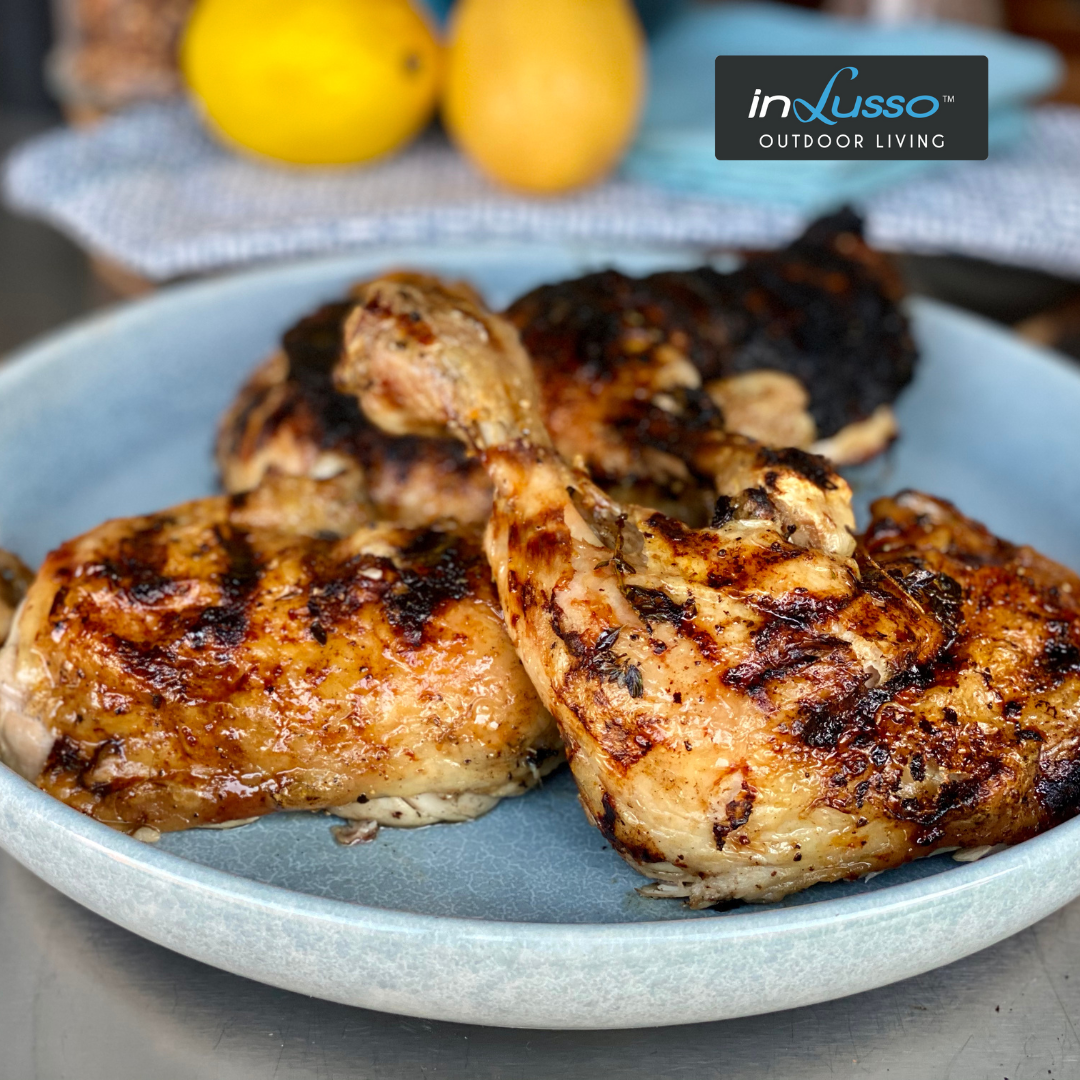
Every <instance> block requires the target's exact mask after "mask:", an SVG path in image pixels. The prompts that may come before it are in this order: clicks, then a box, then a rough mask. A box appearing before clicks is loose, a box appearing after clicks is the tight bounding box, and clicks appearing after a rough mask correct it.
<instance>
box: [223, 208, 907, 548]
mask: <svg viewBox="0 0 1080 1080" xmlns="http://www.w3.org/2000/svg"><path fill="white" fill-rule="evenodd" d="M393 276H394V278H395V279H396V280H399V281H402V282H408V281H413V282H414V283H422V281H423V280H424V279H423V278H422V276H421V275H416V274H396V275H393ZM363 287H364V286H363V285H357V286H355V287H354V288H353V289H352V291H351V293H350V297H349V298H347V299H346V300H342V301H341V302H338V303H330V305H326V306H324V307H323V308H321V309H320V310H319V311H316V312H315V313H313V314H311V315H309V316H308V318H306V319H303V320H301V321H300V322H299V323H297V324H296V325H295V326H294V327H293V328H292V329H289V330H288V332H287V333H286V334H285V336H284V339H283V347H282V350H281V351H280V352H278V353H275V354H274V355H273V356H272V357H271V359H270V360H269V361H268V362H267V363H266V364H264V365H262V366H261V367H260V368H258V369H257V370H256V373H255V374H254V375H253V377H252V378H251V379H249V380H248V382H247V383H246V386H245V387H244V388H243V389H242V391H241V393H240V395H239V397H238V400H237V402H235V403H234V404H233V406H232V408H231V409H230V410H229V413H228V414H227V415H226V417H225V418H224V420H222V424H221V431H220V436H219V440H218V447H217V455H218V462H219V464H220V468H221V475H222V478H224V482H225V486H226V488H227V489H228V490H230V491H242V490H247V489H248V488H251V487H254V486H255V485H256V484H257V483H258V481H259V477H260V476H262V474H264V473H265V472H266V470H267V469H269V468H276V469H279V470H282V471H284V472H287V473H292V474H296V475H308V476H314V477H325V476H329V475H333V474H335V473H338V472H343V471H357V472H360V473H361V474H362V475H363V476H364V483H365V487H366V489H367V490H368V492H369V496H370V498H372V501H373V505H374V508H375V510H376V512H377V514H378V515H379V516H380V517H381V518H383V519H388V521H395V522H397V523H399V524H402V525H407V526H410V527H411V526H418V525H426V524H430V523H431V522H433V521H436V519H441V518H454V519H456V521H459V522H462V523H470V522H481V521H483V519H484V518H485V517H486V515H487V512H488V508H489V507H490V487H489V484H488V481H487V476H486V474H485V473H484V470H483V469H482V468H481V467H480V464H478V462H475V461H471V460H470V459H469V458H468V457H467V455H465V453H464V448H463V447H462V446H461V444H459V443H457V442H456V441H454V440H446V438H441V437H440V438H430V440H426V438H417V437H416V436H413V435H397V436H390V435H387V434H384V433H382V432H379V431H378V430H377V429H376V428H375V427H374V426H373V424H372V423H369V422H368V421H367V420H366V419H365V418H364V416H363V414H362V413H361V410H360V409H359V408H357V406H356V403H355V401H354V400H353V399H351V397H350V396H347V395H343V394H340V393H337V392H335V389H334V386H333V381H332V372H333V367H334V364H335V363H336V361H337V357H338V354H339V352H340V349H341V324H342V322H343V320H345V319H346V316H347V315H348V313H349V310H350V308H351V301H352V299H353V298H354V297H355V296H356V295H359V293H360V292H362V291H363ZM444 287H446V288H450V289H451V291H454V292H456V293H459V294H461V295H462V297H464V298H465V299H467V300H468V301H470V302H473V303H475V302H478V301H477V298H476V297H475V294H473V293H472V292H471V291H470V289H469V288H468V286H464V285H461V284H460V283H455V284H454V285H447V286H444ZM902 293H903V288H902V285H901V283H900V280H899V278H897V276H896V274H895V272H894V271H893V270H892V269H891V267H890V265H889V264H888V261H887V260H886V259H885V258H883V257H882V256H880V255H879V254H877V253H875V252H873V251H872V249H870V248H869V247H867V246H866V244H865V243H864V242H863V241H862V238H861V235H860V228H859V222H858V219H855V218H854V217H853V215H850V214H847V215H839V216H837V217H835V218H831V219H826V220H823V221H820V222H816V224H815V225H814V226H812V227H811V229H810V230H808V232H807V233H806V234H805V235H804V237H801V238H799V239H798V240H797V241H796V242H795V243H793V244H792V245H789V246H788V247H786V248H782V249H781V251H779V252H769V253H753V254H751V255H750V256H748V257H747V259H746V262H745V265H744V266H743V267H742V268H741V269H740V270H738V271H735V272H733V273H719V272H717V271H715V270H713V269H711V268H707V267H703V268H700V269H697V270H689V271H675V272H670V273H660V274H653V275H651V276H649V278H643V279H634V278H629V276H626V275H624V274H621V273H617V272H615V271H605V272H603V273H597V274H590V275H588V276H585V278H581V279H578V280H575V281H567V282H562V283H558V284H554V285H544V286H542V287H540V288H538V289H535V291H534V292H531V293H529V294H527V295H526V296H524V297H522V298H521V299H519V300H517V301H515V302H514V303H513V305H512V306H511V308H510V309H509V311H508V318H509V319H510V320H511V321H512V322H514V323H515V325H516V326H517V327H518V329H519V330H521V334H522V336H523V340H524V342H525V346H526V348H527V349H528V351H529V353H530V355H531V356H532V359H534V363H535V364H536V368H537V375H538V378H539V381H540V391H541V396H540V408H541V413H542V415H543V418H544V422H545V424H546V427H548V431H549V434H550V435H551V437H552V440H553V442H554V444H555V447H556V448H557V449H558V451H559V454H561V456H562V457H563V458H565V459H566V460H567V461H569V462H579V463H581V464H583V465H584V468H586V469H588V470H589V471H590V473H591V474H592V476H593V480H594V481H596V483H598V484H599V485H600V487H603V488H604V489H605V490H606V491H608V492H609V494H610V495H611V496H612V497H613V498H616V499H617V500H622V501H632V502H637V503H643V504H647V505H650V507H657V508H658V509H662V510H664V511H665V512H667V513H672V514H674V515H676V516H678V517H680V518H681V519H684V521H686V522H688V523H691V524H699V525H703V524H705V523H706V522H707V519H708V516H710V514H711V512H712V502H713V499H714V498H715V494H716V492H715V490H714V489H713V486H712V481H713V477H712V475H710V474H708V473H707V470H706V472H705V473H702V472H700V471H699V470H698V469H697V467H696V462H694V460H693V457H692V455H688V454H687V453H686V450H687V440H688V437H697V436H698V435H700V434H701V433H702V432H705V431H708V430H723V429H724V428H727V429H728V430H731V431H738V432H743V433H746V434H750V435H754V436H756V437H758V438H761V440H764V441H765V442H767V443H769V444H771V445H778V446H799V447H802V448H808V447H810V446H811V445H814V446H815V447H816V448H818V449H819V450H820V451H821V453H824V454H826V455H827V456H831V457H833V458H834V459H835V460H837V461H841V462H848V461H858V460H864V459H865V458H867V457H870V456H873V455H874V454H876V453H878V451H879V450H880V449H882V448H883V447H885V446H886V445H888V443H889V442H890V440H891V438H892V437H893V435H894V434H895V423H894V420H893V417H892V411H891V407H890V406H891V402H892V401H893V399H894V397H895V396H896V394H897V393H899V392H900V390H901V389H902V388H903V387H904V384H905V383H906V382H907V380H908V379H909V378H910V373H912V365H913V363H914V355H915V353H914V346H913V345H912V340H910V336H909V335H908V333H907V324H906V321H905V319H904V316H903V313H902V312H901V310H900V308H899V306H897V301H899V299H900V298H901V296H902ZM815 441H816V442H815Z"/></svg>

---

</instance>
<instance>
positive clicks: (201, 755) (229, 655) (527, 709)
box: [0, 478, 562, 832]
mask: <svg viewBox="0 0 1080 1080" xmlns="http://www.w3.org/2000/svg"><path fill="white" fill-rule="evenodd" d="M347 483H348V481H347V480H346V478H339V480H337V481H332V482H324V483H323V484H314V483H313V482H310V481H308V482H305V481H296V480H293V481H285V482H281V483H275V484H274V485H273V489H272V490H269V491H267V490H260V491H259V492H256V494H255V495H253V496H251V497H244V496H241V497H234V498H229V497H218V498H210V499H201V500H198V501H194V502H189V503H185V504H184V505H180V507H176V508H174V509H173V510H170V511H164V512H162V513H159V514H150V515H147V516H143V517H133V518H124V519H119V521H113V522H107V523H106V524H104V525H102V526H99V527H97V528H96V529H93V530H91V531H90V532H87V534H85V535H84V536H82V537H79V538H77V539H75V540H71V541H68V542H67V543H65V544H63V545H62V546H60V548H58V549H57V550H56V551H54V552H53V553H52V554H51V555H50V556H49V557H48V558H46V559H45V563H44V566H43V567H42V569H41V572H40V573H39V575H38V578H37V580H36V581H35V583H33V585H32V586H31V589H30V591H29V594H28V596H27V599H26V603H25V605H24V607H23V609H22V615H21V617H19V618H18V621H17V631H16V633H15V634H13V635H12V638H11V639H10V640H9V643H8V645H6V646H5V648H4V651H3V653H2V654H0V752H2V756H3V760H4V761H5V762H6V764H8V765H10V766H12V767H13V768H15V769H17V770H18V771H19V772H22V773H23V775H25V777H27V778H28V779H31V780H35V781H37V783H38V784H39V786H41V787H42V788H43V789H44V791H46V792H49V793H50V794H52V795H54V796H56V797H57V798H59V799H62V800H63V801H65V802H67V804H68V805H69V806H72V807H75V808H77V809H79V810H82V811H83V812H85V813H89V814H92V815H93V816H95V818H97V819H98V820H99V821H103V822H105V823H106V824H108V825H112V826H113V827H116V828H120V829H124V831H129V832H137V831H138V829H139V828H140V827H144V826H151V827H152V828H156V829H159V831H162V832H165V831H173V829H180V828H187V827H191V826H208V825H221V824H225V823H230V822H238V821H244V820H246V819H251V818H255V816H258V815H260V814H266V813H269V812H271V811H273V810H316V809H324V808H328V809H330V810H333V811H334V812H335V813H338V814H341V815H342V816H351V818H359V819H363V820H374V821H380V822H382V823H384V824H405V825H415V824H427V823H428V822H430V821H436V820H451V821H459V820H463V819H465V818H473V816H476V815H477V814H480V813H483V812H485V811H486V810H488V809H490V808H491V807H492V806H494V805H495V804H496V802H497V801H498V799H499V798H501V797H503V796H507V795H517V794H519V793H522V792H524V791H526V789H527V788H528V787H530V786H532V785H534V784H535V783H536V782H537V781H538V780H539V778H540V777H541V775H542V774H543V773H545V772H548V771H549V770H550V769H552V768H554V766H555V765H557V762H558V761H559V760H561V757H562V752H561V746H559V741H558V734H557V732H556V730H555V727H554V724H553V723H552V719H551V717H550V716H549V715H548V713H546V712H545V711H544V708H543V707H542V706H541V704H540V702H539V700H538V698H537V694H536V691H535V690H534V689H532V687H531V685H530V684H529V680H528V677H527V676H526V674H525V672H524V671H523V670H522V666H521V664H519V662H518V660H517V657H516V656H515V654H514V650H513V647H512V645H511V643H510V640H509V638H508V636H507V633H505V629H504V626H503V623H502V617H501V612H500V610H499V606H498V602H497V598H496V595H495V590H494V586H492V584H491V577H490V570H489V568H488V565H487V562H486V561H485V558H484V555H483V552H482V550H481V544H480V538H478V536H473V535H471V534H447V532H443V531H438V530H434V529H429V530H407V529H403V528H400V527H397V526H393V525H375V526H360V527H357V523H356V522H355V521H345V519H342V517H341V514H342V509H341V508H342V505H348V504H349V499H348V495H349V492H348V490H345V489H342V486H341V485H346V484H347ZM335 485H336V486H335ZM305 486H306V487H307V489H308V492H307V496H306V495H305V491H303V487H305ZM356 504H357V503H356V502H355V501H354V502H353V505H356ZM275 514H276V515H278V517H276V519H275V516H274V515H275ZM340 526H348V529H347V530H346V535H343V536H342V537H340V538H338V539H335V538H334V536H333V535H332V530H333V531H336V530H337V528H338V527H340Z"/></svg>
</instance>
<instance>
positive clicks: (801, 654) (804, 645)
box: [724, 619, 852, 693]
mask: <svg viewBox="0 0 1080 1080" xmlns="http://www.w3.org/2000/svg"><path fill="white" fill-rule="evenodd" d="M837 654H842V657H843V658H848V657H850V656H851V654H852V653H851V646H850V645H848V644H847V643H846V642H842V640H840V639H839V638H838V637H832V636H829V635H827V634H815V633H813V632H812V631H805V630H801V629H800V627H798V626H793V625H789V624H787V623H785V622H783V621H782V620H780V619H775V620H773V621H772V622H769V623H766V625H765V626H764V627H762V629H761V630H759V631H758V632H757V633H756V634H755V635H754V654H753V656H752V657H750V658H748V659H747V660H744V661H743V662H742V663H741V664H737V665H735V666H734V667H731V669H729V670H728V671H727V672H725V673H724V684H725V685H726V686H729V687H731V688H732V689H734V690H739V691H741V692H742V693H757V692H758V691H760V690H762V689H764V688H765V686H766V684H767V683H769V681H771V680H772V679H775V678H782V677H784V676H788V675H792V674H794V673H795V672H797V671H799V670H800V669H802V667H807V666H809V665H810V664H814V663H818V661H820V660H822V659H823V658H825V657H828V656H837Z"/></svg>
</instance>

* * *

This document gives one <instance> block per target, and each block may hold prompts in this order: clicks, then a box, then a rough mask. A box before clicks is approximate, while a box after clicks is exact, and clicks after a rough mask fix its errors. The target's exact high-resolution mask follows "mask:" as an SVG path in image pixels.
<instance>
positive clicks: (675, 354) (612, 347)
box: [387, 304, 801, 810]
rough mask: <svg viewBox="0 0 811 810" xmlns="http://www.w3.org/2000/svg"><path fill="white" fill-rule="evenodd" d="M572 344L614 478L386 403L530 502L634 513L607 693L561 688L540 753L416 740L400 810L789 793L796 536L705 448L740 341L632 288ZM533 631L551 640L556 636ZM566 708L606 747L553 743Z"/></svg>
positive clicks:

Task requirements:
Provide only the number of lines above that contain the word "prompts".

Exercise output:
2